> [Objective] Which lines in the items below contain the string "cabinet"? List each one in full, and treat case as significant.

Rows from a dataset
■ ■ ■ ■
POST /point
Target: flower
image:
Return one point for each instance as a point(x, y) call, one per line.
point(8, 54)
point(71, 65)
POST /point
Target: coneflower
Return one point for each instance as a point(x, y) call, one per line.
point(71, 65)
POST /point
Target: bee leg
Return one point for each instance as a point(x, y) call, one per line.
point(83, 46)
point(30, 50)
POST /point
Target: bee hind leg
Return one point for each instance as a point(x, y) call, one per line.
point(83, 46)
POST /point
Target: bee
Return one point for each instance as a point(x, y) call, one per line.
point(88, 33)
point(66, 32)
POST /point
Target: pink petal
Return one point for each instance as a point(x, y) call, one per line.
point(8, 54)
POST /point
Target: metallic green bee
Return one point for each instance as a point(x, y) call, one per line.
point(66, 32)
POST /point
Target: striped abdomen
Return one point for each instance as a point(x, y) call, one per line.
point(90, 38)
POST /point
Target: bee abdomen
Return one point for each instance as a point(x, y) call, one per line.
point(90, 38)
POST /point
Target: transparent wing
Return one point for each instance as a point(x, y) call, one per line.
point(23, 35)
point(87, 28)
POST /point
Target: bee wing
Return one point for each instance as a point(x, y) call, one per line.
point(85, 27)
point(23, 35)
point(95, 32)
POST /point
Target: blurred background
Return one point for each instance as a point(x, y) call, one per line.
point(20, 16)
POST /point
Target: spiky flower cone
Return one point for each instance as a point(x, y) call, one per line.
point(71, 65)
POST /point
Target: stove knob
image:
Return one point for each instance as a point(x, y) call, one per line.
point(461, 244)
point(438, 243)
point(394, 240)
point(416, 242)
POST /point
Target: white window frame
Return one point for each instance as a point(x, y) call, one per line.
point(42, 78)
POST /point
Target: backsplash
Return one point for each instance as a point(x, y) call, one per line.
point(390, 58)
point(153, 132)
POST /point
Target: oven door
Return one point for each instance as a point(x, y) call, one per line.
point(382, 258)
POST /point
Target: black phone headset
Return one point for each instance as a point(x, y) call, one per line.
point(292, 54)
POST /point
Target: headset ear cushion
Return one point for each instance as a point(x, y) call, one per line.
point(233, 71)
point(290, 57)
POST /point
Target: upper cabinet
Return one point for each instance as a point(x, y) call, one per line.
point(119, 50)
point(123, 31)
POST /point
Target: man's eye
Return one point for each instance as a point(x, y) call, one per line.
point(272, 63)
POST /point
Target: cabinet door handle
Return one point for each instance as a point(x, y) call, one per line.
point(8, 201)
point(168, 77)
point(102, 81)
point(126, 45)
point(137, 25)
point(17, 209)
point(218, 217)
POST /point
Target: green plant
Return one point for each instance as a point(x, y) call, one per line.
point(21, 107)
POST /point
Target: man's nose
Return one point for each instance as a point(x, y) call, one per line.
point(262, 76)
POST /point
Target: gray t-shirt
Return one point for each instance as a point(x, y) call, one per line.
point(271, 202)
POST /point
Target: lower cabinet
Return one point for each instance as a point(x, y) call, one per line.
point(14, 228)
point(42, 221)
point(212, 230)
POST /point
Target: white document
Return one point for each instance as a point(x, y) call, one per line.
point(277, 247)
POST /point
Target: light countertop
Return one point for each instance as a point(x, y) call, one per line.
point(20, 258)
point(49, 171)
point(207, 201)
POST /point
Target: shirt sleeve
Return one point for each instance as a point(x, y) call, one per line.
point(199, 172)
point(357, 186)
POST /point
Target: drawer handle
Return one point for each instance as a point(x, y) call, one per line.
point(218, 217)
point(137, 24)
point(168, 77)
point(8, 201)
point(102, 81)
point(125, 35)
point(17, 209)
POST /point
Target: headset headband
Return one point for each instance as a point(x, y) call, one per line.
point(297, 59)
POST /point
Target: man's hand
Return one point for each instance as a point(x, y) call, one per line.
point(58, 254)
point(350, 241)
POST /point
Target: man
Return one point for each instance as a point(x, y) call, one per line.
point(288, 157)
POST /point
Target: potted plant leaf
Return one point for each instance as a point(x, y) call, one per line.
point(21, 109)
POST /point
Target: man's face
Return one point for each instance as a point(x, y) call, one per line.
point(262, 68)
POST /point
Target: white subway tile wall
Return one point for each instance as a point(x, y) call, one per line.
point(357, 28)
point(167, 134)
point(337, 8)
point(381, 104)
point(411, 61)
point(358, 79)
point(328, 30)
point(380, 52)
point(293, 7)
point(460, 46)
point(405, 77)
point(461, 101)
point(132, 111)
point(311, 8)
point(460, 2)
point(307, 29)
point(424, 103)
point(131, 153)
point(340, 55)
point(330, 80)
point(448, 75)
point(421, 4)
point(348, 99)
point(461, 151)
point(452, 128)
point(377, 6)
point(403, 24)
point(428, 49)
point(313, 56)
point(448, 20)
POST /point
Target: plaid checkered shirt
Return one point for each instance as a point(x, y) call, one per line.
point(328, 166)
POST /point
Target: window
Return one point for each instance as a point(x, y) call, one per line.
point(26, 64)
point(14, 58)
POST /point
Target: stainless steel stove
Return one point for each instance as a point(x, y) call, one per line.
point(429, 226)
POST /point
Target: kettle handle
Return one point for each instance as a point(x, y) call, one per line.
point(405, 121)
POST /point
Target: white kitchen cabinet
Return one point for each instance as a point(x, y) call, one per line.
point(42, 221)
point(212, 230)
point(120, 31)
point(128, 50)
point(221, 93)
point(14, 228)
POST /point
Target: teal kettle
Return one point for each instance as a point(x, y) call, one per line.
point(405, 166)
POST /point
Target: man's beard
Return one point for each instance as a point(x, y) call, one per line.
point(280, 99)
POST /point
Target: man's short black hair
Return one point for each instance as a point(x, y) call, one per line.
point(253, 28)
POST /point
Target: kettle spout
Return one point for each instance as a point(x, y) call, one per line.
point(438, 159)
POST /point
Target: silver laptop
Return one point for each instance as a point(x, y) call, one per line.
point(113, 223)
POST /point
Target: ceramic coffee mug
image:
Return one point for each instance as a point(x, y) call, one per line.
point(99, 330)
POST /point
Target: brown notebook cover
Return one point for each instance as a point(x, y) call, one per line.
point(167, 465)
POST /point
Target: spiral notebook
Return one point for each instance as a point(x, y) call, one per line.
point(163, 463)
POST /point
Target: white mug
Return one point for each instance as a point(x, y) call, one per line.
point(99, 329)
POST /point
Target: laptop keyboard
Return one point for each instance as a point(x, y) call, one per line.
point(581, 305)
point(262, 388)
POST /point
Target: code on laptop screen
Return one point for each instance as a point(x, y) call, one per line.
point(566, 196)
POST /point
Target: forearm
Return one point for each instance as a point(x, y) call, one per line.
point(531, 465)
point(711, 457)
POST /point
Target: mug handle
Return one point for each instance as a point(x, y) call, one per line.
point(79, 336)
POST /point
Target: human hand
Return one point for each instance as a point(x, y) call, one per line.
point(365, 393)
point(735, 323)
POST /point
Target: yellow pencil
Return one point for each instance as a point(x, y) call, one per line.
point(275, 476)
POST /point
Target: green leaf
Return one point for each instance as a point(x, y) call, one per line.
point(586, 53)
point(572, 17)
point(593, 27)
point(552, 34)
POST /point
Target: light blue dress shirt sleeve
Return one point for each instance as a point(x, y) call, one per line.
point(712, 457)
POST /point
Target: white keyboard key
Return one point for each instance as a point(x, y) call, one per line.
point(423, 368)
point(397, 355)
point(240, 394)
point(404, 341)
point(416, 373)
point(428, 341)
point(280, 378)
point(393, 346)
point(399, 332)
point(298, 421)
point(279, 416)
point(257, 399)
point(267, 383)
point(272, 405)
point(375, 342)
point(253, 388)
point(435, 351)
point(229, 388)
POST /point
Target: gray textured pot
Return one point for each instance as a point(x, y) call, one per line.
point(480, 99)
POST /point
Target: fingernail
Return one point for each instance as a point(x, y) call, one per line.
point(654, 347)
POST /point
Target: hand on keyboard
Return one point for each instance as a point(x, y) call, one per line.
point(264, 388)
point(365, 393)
■ ■ ■ ■
> [Solution below]
Target: upper cabinet
Target: cabinet door handle
Target: lower cabinet
Target: white kitchen cabinet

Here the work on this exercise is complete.